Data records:
· · · · · · ·

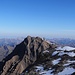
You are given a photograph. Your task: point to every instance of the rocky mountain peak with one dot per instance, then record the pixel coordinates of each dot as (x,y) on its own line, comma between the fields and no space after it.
(24,55)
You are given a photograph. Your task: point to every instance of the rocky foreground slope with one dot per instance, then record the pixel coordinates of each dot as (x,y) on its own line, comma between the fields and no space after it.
(35,56)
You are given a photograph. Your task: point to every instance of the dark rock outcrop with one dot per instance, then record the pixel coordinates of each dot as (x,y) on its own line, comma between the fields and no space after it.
(24,55)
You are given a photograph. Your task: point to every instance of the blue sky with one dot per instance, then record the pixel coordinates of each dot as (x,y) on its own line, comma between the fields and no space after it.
(48,18)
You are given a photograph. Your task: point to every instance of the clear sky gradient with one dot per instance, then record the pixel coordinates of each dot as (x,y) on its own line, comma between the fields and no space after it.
(48,18)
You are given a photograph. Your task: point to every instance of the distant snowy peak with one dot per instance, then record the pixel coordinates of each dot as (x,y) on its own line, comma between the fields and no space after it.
(67,48)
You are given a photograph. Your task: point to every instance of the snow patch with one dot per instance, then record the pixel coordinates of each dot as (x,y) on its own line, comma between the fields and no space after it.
(46,51)
(56,61)
(67,71)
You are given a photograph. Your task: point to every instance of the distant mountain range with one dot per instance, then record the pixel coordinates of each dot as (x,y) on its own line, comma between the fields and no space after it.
(37,56)
(63,41)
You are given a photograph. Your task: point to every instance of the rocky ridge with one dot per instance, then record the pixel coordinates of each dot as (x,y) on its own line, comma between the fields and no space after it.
(36,56)
(24,55)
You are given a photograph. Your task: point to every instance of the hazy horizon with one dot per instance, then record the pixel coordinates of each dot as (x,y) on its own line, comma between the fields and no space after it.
(45,18)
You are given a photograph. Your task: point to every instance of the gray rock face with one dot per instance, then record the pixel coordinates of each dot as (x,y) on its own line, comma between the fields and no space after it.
(24,55)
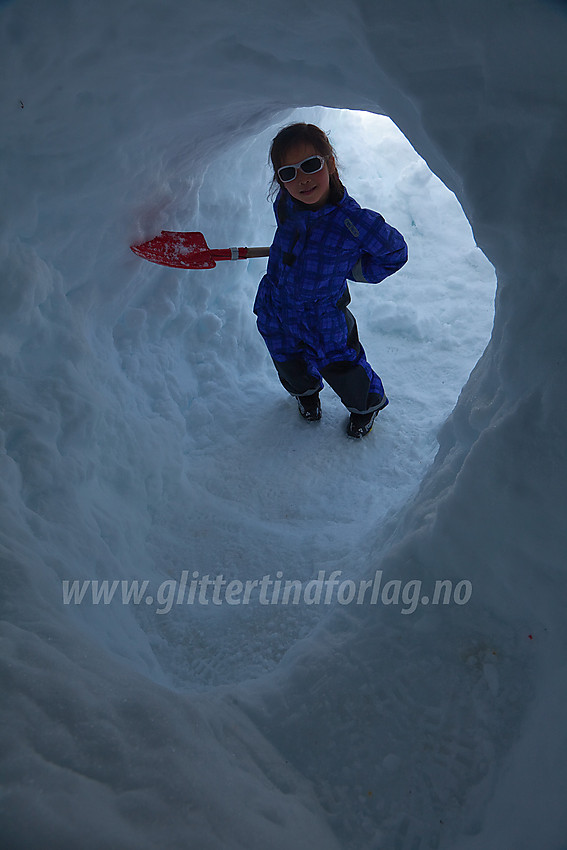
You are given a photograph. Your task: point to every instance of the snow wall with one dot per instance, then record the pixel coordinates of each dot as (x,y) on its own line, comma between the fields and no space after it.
(446,731)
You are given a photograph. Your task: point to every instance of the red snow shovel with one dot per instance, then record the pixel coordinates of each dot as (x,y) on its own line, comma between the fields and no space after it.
(190,251)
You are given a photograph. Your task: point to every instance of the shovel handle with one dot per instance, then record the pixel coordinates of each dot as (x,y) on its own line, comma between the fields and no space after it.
(238,253)
(255,253)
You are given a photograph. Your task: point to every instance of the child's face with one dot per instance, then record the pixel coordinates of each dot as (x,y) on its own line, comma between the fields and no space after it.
(312,189)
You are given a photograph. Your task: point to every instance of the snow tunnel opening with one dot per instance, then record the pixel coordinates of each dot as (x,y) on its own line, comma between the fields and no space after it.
(262,493)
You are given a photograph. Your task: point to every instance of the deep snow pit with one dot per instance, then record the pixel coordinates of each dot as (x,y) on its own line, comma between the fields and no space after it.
(262,493)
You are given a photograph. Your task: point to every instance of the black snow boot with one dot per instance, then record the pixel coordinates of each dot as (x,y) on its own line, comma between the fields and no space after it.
(309,406)
(360,424)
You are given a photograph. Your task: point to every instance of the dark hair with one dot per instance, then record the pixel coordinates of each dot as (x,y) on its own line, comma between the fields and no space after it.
(309,134)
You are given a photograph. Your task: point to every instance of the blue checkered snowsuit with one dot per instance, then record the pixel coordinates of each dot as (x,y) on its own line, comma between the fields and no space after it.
(301,303)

· · · · · · ·

Aim of the exercise:
Write out the listing again, changing "photograph" to "image" everywhere and keeping everything else the same. Leave the pictures out.

Exercise solution:
You are given a image. Your task: point to every instance of the rocky mountain peak with one dot per instance, then record the pixel coordinates of each dot as (x,y) on its own line, comma between the fields and no space after it.
(24,55)
You are given a image. Your task: point to every instance of the rocky foreground slope with one dot per instance, then record the pixel coordinates of each dot as (x,y) on its own line, comma between the fields and no space after it.
(35,56)
You are given a image. Your task: point to every instance of the dark rock outcrop with one dot per instance, then record the pixel coordinates of each dot as (x,y) on its own line, comma between the fields and no space after it.
(24,55)
You are given a image. Your task: point to every instance of the blue sky with one dot per instance, then record the pixel coordinates of each dot as (x,y) on its own line, comma between the fields and no space after it.
(48,18)
You are given a image. Your task: point to every instance of the clear sky gradient with one dot per instance, then record the pixel coordinates of each dot as (x,y) on its own line, comma between the fields and no space after it.
(48,18)
You are given a image. Your task: point to every instance of the distant snowy peak with one dot per instance, then record the pixel coordinates of each dot as (x,y) on its own line, comma between the fields and no space after it.
(67,48)
You are given a image. Your task: point to every instance of the snow patch with one dot per instance, then record the pixel coordinates of each dot as (x,y) on its own line, comma between the fields and no space after it.
(46,51)
(56,61)
(67,71)
You are given a image. Your task: point to every instance of the distant mountain range with one dot per instance, then record the pixel coordinates of each dot as (x,y) on its own line, comma between the fields and no space after it.
(37,56)
(63,41)
You are given a image. Your task: point to every instance of the rocky ridge with one dot per instance, then record the pixel coordinates of each dot as (x,y) on its own line, comma between the fields and no space after it.
(36,56)
(24,55)
You are given a image. Your task: point to every instance of the hazy horizon with one dot per instance, then record the pixel coordinates of each dot as (x,y) on its own line, comma between the fields and no space after it.
(45,18)
You are given a image. Your task: point to every instance of the gray rock face with one dot per instance, then record the pixel coordinates of each dot as (x,y) on its own line, comma between the fields and no space after it.
(24,55)
You are given a image. Your task: point to every instance of the snow wall with one dot per instance, then record the pixel coordinates of each dot as (x,y) on its own line, comma between the fields and no space after it.
(446,731)
You are given a image. Your task: point to every instance of the red snow shovel with one dot per instance, then record the pixel coordinates of each dot as (x,y) on its own line, comma between the fields and no space after it.
(190,251)
You are given a image. Your task: point to every instance of the shovel handle with one dot per instance, then record the pixel coordinates of each dot as (x,y) on its own line, comma between the fields and no space after it.
(238,253)
(255,253)
You are given a image. Your task: point to every instance of the child's face with one dot per instance, then record the pixel coordinates of each dot as (x,y) on its own line, comma between the fields and no space after it.
(312,189)
You are given a image. Your task: point to every instance of the snow tunnel opening with one dot per instance, then record the pixel coordinates of each dot as (x,y) on its own line, comma between the fields and no space after it.
(262,493)
You are given a image. Your task: point to every instance of the deep snow pit with one dot per instance, then record the pixel coordinates of each dot as (x,y) on its own line, comma between the fields and no space after it.
(262,493)
You are given a image. Your task: point to every instance of the black snow boot with one dot per instance, then record the pixel coordinates of each dot as (x,y) on its own line, comma between the fields and no space after it.
(309,406)
(360,424)
You are given a image. Your task: point to every instance of the dark hair with one dot per instance, then record the pixel coordinates of each dot as (x,y) on its own line, comma between the fields and no space after it.
(309,134)
You are given a image. Your task: point to every instance of the blue checkered snowsuit with one dot per instance, then record the pixel coordinates of each dot as (x,y) on its own line, comma between the fields and no space after it.
(301,303)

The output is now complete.